Copy out, unchanged, every line of the rows from the one containing "If you could mark the silhouette" through the end of the rows, both ends included.

═════ Data listing

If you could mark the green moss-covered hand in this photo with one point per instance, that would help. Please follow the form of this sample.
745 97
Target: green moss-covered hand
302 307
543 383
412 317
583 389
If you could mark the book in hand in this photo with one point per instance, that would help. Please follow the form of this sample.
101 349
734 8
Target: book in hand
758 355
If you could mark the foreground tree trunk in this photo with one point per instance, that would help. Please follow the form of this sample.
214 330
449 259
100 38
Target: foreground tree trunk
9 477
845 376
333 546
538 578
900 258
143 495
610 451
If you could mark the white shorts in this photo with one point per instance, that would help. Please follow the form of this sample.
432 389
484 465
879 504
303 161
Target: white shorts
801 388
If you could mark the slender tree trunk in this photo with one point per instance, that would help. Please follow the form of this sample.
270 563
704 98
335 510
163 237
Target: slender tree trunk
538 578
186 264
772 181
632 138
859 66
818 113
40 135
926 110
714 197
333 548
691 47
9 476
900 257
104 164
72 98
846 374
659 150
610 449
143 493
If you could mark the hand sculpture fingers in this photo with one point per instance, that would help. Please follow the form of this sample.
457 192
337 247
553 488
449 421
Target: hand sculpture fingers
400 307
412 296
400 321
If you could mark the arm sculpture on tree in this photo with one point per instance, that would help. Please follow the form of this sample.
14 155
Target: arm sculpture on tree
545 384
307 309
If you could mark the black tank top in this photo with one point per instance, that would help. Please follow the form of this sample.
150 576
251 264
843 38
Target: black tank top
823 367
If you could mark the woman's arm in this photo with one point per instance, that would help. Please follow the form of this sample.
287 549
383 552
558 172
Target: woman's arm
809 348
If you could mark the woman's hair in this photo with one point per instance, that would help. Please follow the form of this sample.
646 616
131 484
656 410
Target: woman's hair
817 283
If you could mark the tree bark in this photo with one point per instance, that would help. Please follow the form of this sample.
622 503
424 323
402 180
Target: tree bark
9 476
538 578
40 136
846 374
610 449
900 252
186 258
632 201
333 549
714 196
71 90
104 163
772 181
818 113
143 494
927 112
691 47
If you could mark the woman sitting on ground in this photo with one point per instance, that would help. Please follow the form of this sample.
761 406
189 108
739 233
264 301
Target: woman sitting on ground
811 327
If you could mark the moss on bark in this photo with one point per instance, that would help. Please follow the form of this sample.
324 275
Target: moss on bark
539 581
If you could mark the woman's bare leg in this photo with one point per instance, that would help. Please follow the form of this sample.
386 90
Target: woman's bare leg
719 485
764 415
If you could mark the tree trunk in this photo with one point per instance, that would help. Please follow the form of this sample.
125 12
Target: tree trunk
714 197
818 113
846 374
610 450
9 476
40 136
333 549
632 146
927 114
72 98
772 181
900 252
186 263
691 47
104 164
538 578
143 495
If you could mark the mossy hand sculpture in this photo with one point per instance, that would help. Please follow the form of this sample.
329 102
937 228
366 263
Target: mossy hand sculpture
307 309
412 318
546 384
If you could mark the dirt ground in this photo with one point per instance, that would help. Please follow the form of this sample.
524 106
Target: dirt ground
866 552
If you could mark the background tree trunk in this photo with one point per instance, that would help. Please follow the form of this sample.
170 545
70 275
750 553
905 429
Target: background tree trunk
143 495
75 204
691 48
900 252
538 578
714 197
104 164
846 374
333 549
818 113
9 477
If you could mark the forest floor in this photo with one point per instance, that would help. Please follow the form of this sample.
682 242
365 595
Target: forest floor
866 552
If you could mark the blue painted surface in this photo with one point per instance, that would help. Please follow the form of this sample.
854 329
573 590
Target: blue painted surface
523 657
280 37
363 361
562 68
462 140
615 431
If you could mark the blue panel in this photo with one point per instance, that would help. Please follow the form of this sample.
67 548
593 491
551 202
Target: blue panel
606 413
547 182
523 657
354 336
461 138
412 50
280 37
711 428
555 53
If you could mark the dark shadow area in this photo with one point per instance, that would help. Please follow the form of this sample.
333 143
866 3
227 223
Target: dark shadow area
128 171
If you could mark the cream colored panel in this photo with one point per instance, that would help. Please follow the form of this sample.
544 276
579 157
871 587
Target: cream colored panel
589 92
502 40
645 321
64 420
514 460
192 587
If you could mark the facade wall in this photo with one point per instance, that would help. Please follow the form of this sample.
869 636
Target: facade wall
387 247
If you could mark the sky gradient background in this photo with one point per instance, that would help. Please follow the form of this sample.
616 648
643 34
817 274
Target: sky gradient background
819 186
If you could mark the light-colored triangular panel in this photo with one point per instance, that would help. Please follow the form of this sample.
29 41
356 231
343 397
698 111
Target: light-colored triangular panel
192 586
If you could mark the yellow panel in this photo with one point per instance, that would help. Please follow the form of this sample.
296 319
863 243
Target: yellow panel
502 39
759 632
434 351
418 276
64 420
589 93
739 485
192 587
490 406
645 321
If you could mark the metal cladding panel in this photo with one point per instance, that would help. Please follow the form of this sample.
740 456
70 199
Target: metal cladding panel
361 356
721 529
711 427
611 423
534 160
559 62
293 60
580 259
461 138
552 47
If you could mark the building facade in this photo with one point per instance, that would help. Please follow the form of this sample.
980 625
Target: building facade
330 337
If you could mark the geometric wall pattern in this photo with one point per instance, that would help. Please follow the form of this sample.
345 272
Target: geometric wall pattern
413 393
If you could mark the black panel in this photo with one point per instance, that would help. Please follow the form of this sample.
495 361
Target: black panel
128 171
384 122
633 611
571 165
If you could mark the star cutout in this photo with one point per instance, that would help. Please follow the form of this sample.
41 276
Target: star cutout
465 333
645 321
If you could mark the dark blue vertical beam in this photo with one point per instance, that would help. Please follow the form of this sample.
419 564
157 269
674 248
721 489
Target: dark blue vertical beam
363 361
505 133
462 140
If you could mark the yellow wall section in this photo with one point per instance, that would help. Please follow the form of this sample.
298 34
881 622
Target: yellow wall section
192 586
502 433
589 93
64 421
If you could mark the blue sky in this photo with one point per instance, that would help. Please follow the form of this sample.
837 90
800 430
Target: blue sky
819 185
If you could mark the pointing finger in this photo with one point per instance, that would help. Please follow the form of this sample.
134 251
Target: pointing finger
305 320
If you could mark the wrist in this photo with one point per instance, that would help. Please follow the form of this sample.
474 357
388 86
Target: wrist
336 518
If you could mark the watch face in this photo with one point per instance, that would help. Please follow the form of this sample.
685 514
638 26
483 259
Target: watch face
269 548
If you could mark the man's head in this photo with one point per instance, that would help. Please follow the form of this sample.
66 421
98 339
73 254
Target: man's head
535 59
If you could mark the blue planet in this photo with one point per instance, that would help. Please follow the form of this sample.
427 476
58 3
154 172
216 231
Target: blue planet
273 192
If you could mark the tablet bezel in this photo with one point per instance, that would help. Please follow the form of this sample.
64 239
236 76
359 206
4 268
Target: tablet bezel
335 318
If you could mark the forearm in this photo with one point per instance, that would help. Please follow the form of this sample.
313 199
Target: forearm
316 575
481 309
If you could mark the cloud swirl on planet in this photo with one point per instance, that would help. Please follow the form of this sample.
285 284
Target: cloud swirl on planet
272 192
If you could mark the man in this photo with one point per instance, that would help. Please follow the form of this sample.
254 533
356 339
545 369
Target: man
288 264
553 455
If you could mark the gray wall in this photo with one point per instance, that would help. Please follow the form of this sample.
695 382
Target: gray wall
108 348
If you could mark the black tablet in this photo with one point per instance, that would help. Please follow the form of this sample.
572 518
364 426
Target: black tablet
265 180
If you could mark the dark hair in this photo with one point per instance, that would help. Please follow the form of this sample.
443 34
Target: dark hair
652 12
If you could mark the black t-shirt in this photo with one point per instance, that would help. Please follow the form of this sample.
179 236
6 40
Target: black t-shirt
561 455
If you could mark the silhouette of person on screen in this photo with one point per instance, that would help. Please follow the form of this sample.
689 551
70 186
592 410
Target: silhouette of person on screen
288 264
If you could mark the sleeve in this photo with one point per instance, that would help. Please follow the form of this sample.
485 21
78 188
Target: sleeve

══════════

### [Result for this task]
If you could mark the silhouette of person on screen in this photo with one point per instance, that would help. Please follow the form of this sample.
689 551
70 186
592 410
Target: silhouette of person on screen
288 264
If you could mark the sleeve in this photo with one point per instance, that would help. Please follow the form of this sample.
485 21
78 188
Target: sleeve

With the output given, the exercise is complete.